Input data:
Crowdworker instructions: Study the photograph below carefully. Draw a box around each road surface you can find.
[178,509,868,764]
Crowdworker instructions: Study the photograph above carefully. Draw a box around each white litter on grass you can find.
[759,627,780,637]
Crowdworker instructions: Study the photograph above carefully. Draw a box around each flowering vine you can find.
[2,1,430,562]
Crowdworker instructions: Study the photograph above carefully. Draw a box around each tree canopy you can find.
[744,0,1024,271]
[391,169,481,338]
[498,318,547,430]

Aim of the exercise:
Exactly as shown, repeat every record.

Response to this task:
Crowdworker instructions: Study the photograph below carefully. Draw a box around each road surface you can find.
[178,509,868,764]
Crowdworker instructions: Study the photograph above carefully. Draw a box around each white litter on grass you can find.
[759,627,780,637]
Crowdworker instructions: Study the photograph above carefully. Draw a box around each flowering vine you can find.
[2,1,430,562]
Crowdworker instructions: Study the photograph above carefully. Draw a box around each tree canopy you can find.
[744,0,1024,271]
[391,169,481,338]
[498,318,547,430]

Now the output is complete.